START Exercise inputs

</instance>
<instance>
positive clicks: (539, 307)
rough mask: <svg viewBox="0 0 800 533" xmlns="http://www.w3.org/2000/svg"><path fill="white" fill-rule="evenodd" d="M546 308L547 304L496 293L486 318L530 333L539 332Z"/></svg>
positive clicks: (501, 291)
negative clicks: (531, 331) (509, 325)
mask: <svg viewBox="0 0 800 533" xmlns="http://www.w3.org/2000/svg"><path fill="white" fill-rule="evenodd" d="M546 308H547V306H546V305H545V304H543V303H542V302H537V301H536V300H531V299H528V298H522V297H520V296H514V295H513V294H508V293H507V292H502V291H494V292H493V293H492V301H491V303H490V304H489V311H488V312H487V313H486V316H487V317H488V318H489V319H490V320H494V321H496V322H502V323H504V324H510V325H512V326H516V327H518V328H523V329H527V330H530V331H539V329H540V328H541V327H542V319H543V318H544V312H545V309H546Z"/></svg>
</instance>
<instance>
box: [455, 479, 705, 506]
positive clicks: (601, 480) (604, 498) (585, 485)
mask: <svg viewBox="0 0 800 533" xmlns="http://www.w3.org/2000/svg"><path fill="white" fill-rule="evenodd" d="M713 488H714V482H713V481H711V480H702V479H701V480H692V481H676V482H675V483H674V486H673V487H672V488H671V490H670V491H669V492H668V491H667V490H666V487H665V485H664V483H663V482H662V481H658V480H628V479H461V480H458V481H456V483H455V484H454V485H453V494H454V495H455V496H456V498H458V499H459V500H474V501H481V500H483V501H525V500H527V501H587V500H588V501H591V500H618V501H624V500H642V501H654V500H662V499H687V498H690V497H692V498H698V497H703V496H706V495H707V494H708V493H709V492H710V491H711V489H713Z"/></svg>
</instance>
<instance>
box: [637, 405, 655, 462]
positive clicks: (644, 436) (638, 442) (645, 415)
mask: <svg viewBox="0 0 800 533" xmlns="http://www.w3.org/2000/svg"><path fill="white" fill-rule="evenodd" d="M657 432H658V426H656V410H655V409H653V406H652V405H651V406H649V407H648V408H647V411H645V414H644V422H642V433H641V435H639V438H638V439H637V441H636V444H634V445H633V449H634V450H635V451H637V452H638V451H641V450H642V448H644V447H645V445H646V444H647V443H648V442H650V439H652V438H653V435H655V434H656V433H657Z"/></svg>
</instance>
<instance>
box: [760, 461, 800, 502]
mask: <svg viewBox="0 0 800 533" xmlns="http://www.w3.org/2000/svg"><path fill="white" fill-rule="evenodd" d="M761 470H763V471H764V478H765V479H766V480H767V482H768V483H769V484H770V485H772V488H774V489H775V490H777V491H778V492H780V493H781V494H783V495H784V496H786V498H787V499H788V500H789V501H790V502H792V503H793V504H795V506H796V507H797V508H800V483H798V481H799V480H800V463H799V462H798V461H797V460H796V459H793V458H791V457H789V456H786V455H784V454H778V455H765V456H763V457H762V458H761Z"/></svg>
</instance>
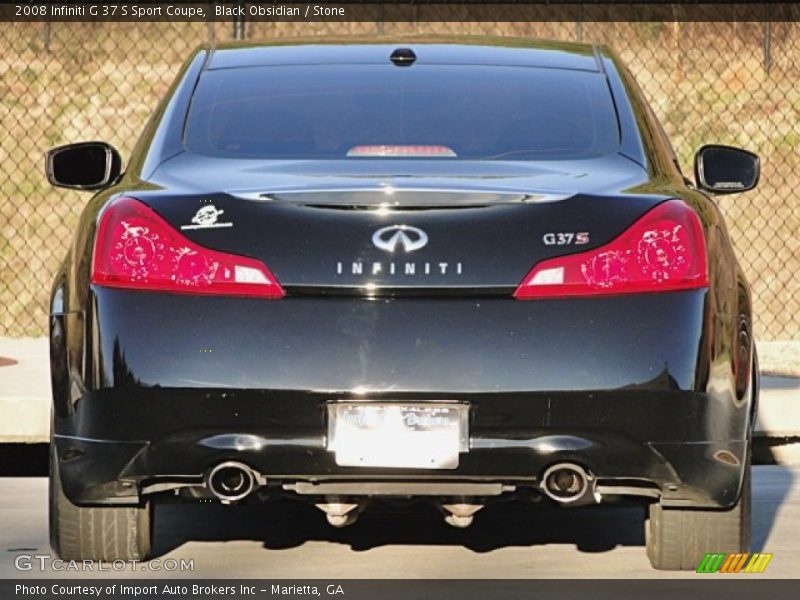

END Exercise inputs

> [Exercise description]: Transcribe the data completely. No pictures should appear in the transcription.

> [Finished task]:
</instance>
<instance>
positive clicks: (539, 307)
rough mask: <svg viewBox="0 0 800 533" xmlns="http://www.w3.org/2000/svg"><path fill="white" fill-rule="evenodd" d="M546 308L547 304L496 293L486 318L530 333L539 332Z"/></svg>
positive clicks: (501, 291)
negative clicks: (531, 331) (509, 325)
mask: <svg viewBox="0 0 800 533" xmlns="http://www.w3.org/2000/svg"><path fill="white" fill-rule="evenodd" d="M546 308H547V306H546V305H545V304H543V303H542V302H537V301H536V300H531V299H528V298H522V297H520V296H514V295H513V294H508V293H507V292H502V291H494V292H493V293H492V301H491V303H490V304H489V311H488V312H487V313H486V316H487V317H488V318H489V319H490V320H494V321H496V322H502V323H504V324H510V325H512V326H516V327H518V328H523V329H527V330H530V331H539V329H540V328H541V327H542V319H543V318H544V312H545V309H546Z"/></svg>
</instance>
<instance>
box: [455, 479, 705, 506]
positive clicks: (601, 480) (604, 498) (585, 485)
mask: <svg viewBox="0 0 800 533" xmlns="http://www.w3.org/2000/svg"><path fill="white" fill-rule="evenodd" d="M713 488H714V482H713V481H711V480H702V479H701V480H692V481H676V482H675V483H674V486H673V487H672V488H671V490H670V491H669V492H668V491H667V490H666V487H665V485H664V483H663V482H662V481H658V480H628V479H461V480H458V481H456V483H455V484H454V485H453V494H454V495H455V496H456V498H458V499H459V500H474V501H481V500H483V501H525V500H527V501H587V500H588V501H591V500H618V501H624V500H642V501H654V500H662V499H687V498H690V497H692V498H698V497H703V496H706V495H707V494H708V493H709V492H710V491H711V489H713Z"/></svg>
</instance>
<instance>
box: [637, 405, 655, 462]
positive clicks: (644, 436) (638, 442) (645, 415)
mask: <svg viewBox="0 0 800 533" xmlns="http://www.w3.org/2000/svg"><path fill="white" fill-rule="evenodd" d="M657 432H658V426H656V410H655V409H653V406H652V405H651V406H649V407H648V408H647V411H645V414H644V422H642V433H641V435H639V438H638V439H637V441H636V444H634V445H633V449H634V450H635V451H637V452H638V451H641V450H642V448H644V447H645V445H646V444H647V443H648V442H650V439H652V438H653V435H655V434H656V433H657Z"/></svg>
</instance>
<instance>
box: [760, 461, 800, 502]
mask: <svg viewBox="0 0 800 533" xmlns="http://www.w3.org/2000/svg"><path fill="white" fill-rule="evenodd" d="M761 470H763V471H764V478H765V479H766V480H767V482H768V483H769V484H770V485H772V488H774V489H775V490H777V491H778V492H780V493H781V494H783V495H784V496H786V498H787V499H788V500H789V501H790V502H792V503H793V504H795V506H796V507H797V508H800V483H798V481H799V480H800V463H799V462H798V461H797V460H796V459H793V458H791V457H789V456H786V455H784V454H778V455H765V456H763V457H762V458H761Z"/></svg>
</instance>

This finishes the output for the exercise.